__WHAT TO DO__. Could you repeat, word for word, every line from the one containing "Request = tag one keypoint per instance of the bokeh" through the final line of the records below, and nothing else?

__SUPPLIED INFORMATION__.
_ _ _

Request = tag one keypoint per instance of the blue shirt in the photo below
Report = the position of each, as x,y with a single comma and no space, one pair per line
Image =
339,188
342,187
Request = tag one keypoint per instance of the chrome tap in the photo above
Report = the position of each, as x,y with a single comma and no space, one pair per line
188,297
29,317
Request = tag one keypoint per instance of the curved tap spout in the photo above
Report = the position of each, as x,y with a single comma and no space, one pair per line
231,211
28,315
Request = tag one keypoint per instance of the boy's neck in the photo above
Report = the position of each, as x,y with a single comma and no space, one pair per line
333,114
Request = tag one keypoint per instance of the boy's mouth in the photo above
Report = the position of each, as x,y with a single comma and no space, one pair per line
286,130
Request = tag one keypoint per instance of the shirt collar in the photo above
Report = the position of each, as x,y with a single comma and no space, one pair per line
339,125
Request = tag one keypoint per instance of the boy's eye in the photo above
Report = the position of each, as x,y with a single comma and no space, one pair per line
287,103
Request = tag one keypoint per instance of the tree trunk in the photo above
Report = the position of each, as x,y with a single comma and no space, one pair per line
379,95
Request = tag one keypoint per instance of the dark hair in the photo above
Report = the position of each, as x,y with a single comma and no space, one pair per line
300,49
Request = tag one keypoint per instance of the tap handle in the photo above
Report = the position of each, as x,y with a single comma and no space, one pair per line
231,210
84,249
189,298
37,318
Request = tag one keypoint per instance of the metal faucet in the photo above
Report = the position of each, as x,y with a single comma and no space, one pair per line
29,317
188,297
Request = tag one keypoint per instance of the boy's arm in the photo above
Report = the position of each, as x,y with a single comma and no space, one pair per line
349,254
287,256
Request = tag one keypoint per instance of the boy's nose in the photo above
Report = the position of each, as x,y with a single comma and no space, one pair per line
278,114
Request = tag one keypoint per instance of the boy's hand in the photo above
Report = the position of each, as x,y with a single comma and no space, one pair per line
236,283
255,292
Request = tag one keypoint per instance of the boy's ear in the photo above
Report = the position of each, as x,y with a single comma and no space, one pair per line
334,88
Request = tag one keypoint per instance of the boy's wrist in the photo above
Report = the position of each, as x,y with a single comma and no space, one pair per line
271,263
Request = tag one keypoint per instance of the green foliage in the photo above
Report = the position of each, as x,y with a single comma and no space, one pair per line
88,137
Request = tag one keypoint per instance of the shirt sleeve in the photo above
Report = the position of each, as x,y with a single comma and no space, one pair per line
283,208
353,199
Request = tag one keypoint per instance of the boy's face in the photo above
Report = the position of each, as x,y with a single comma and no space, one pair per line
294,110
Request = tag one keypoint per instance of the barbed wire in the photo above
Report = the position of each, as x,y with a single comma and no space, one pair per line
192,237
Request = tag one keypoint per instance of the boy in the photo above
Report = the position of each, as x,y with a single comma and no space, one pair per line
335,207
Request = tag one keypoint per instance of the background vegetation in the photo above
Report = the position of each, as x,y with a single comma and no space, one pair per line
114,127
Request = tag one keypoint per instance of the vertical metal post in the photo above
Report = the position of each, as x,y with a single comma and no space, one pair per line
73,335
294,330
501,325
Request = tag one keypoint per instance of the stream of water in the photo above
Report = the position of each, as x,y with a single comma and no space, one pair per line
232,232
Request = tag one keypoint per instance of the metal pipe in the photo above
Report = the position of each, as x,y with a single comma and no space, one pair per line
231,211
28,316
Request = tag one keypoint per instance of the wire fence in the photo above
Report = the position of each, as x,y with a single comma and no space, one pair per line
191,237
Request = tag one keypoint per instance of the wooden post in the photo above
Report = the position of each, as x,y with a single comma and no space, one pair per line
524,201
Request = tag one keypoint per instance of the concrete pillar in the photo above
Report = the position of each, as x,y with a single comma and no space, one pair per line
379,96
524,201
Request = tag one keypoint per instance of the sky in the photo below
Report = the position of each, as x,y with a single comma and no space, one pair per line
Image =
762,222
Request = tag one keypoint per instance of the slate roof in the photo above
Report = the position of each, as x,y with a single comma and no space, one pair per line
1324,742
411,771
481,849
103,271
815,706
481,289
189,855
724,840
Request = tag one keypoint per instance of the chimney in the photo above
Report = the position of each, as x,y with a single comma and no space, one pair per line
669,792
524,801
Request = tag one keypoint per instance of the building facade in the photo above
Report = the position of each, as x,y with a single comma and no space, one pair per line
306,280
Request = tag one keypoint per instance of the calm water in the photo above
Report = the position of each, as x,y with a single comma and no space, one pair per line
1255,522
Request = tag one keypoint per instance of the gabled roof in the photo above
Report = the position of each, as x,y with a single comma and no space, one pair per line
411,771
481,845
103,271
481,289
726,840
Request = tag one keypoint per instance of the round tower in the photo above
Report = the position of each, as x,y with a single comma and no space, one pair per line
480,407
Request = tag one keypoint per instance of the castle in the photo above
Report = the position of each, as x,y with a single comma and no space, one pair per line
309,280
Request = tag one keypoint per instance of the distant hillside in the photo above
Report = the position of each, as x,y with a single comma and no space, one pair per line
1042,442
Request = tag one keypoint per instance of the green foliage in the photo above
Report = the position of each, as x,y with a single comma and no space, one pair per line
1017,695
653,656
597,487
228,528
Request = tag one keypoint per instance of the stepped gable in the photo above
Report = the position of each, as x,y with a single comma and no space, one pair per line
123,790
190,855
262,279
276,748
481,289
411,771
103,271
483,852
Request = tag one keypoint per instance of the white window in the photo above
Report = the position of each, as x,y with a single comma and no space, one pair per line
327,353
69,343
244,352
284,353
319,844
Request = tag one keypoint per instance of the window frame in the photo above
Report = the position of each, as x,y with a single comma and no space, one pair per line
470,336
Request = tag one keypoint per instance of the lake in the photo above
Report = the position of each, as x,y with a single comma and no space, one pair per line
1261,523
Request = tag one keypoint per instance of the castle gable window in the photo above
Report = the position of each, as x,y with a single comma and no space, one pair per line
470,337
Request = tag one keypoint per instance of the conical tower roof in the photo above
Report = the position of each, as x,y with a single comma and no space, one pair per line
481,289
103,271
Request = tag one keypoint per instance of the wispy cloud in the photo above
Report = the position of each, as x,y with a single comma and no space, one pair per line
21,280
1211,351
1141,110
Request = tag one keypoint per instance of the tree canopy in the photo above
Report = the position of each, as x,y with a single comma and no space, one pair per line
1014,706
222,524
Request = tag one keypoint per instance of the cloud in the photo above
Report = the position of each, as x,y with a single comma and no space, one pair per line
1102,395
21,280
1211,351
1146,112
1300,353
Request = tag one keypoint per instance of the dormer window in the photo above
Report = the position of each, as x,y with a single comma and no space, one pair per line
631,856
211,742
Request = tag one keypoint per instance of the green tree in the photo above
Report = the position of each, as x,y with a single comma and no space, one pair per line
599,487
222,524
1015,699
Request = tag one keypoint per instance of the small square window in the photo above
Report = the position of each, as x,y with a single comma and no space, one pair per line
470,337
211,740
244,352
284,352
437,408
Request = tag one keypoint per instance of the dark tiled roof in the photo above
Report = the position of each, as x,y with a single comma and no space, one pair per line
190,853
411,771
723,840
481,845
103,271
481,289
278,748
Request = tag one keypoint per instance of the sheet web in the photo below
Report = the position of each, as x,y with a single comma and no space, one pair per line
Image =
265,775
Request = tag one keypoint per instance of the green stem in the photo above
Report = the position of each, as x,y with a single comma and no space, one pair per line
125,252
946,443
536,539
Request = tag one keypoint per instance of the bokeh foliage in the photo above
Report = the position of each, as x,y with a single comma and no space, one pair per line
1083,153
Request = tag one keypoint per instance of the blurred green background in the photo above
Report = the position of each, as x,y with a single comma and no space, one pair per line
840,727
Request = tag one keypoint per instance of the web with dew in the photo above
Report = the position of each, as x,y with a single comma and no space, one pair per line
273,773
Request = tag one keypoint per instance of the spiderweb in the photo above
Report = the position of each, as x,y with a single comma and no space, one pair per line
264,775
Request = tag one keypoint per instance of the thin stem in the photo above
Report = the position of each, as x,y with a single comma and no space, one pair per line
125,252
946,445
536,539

_ _ _

__ANSWER TO THE EXERCISE__.
Request = tag one keypoint per instance of the bokeh foliage in the photo above
Report = the position of each, as x,y with a single comma and no space, one pair per line
1083,153
Request = tag one keypoint per instance of the blurred green background in the photo above
Report = the position of each, as x,y with a single comma and no space, one pair per line
840,727
Request = tag one keypoint per instance of the web with dew in the photo above
Report = the position of each, as x,y with a single comma and no space, one pair per line
273,773
Request = tag one keypoint per instance of the spiderweb in the photo above
Report = the position of each, as x,y with a single comma and no space, one pair per line
264,775
Request = tag one keypoint per instance of the thin stem in the photo above
Report = the position of each, as x,y with a single comma and no space, one pair per line
125,252
946,445
536,539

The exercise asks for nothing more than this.